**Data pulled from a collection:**
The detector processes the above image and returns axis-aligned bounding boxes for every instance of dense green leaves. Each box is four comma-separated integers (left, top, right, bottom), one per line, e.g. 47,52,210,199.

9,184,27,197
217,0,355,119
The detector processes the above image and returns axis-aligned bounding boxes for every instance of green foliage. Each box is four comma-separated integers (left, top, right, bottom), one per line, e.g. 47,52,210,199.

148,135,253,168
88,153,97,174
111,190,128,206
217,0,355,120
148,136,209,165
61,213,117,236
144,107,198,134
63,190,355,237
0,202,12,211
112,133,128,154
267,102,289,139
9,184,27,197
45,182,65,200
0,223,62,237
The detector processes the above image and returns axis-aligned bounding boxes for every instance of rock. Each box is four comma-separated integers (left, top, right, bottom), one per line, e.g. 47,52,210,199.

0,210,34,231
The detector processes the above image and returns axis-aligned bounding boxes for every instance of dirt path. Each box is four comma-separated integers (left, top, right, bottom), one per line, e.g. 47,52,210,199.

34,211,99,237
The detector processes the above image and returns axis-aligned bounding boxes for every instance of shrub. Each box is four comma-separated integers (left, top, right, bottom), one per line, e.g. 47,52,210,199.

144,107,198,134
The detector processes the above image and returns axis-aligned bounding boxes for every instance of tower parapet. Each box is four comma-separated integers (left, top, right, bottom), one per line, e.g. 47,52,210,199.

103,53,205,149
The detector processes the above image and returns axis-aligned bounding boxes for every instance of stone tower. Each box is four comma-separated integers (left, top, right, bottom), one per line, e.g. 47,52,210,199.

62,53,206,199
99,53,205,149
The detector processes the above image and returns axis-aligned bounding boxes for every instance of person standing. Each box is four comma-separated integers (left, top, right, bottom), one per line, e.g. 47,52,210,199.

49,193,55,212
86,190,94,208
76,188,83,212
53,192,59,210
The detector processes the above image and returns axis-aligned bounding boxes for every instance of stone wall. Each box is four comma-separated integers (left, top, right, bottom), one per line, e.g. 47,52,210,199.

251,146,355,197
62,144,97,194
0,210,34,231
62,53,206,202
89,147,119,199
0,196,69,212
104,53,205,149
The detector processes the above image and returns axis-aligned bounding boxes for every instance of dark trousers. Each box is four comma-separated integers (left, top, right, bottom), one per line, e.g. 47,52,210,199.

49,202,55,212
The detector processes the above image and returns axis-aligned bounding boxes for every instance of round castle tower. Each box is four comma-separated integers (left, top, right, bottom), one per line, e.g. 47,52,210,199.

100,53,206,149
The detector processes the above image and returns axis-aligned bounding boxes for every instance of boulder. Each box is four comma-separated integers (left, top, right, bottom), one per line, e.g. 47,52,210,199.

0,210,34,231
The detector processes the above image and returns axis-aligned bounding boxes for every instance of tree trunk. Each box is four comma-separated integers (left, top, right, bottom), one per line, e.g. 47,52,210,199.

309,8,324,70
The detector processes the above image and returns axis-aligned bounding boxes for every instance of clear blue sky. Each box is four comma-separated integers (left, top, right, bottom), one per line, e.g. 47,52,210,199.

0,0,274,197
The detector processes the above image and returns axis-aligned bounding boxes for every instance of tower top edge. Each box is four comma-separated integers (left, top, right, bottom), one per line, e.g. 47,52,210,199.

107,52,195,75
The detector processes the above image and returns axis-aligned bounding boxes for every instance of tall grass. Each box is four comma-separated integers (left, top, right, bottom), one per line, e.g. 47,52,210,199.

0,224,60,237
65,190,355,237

**Task to complete:**
Rewrite every row above, replacing "axis-aligned" with "rectangular" and leaving everything else unchanged.

**Result for this task:**
The detector processes the above image and returns rectangular bounding boxes for every instance of dense green leaves. Each box is four comma-separated integers (left, top, right, bottom), one per line, e.g. 47,52,210,199.

9,184,27,197
217,0,355,119
The detector processes the above image and returns rectangular bounding boxes for every instance of green foliage. Each box is four comma-separated integers (left, top, right, bottom), one per line, e.g. 47,52,210,199.

148,135,253,168
88,153,97,174
111,190,128,206
217,0,355,120
148,136,209,165
61,213,117,236
144,107,198,134
63,190,355,237
0,202,12,211
112,133,128,154
267,102,289,139
9,184,27,197
45,182,65,200
0,223,62,237
The detector processes the above image and returns rectangular bounding boxes for every instance of rock. Each box is four comma-separated integers (left, top, right, bottom), one per line, e.g. 47,52,210,199.

0,210,34,231
The detector processes the above image and returns rectangular bounding boxes for every instance of dirt path. Each box is four comma-separated integers (left, top, right, bottom), one per line, e.g. 47,52,210,199.

34,211,99,237
The detector processes the above image and returns rectangular bounding boxes for every instance of shrub. Each box is four comma-separated integers (left, top, right, bottom), one per line, e.g. 47,52,210,199.

144,107,198,134
The detector processes the above image and returns rectangular bounding boxes for every instance of tower parapet. Each box is four comma-separated integers (left, top, right, bottom), one per line, e.g. 47,52,210,199.

103,53,205,149
The detector processes the above image and returns rectangular bounding boxes for every instance of stone tower. Each box is four comma-separated integers (left, top, right, bottom), one per line, e.g. 47,52,210,199.

62,53,206,199
99,53,205,149
The detector processes the above image and returns rectangular bounding boxes for every instance of person standing. Each box is four comma-separated integers (left, top, right, bottom), one per line, e.g. 47,52,210,199.

49,193,55,212
86,190,94,208
76,188,83,212
53,192,59,210
The detector processes the above image and returns rectangular bounding boxes for every instance of stone wall. Each box is four comma-separated integers (left, top, right, bottom), one per line, e.g. 47,52,210,199.

251,146,355,197
62,144,97,194
0,210,34,231
62,53,206,202
89,147,119,199
0,196,69,212
104,53,205,149
The detector processes the above image and returns rectangular bounding boxes for every instance of dark trousers. Each box is four comma-separated integers (left, top, right, bottom), one per line, e.g. 47,52,210,199.

49,202,55,212
The detector processes the above image and returns rectangular bounding boxes for every instance of round castle tower. Each box is four comma-separated integers (left, top, right, bottom), one per line, e.g. 47,52,210,199.

100,53,206,149
The detector processes the above image and returns rectangular bounding boxes for every instance of boulder. Each box is four comma-separated integers (left, top, right, bottom), one per line, e.g. 47,52,210,199.

0,210,34,231
The detector processes the above image and returns rectangular bounding boxes for every instance of tree trunk. Each box is four comma-separated integers (left, top, right, bottom), one per line, e.g. 47,52,210,199.

309,8,324,70
The detector processes the above image and returns rectangular bounding boxes for every instance of clear blue sky. Each box is four comma-separated integers (left, top, right, bottom), one per line, e.g. 47,52,210,199.

0,0,274,197
The detector processes the above image and returns rectangular bounding boxes for every instance of tower top edge. Each box is four comma-separated integers (left, top, right, bottom), one per line, e.g. 47,52,210,199.

107,52,195,75
The detector processes the above image and returns rectangular bounding boxes for every instance of tall grass. Each box is four comma-separated integers (left, top, right, bottom), one per line, e.g. 47,52,210,199.

0,224,60,237
65,190,355,237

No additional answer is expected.